** start of ENTRIES **

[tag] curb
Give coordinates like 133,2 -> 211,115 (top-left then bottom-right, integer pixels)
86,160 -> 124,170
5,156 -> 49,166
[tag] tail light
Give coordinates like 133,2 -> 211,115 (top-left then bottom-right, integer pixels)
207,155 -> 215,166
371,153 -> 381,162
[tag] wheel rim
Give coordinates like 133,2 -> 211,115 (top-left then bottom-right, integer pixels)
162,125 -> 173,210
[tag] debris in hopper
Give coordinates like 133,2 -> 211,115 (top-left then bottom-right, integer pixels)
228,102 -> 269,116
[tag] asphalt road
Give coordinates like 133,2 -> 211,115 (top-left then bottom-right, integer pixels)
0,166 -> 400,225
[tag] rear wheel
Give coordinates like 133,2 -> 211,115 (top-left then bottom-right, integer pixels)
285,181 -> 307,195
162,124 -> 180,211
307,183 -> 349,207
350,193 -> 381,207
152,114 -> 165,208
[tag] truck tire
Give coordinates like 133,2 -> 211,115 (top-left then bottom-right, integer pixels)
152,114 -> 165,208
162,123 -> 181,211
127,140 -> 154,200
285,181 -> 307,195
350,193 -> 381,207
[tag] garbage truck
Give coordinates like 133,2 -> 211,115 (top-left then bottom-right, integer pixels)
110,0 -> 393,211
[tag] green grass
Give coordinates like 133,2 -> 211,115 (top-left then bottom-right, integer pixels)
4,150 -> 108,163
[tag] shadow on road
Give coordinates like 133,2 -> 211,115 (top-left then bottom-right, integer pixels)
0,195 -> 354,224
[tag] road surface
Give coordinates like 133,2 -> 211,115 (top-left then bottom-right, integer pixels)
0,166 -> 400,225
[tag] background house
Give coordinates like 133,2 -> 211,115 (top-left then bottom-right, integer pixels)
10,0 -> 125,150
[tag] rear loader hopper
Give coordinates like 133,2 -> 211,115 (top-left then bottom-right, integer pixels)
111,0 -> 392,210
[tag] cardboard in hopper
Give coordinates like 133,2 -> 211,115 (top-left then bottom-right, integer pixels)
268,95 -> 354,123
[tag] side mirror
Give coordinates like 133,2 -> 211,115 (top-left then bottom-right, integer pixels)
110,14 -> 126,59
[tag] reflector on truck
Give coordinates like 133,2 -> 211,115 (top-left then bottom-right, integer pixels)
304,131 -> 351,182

** end of ENTRIES **

GOAL :: Reproduce the lines above with every occurrence of "hopper" changed to "bin", leaving all other text as it stands.

OUTPUT OF THE EXERCISE ::
[tag] curb
Give coordinates like 133,2 -> 211,115 (top-left then bottom-right, integer pixels)
86,160 -> 124,170
5,156 -> 49,166
[tag] tail light
Give coordinates like 133,2 -> 211,115 (top-left then bottom-right, integer pixels)
207,155 -> 215,166
371,153 -> 381,162
[tag] wheel rim
Give coordinates like 133,2 -> 211,115 (top-left then bottom-right, integer pixels)
162,125 -> 173,210
[tag] debris in bin
Give coordinates like 133,2 -> 211,115 (top-left then bottom-right, integer pixels)
228,102 -> 269,116
[tag] asphalt road
Give coordinates like 133,2 -> 211,115 (top-left then bottom-right, integer pixels)
0,166 -> 400,225
[tag] rear wheel
Give coordinates like 133,2 -> 211,115 (top-left then bottom-right, integer pixels)
285,181 -> 307,195
162,124 -> 180,211
307,183 -> 349,207
350,193 -> 381,207
152,114 -> 165,208
[tag] truck tire
Give coordinates like 133,2 -> 211,115 (top-left then bottom-right, integer pixels)
152,114 -> 165,208
162,123 -> 181,211
127,140 -> 154,200
285,181 -> 307,195
350,193 -> 381,207
[tag] garbage truck
Give coordinates like 133,2 -> 211,115 (top-left then bottom-right, integer pixels)
110,0 -> 393,211
[tag] green grass
Give coordinates like 133,2 -> 211,115 (top-left then bottom-right, integer pixels)
4,150 -> 108,163
[tag] shadow on road
Give coordinates like 133,2 -> 211,115 (top-left then bottom-right, integer pixels)
0,195 -> 354,224
[tag] road surface
Give coordinates like 133,2 -> 211,115 (top-left then bottom-right, integer pixels)
0,166 -> 400,225
[tag] background house
Give coordinates like 133,2 -> 211,115 (top-left then bottom-right, integer pixels)
10,0 -> 125,150
[tag] rear loader bin
Give coordinates like 133,2 -> 211,115 (top-left then bottom-right, integer pixels)
111,0 -> 392,210
[tag] cardboard in bin
Give coordinates like 133,2 -> 211,115 (top-left then bottom-right, integer pixels)
268,95 -> 354,123
[tag] side mirror
Give coordinates like 133,2 -> 211,115 (top-left then bottom-right, integer pixels)
110,14 -> 126,59
[tag] reflector on truck
Give coordinates like 133,2 -> 211,115 (top-left then bottom-right, integer pixels)
304,131 -> 351,182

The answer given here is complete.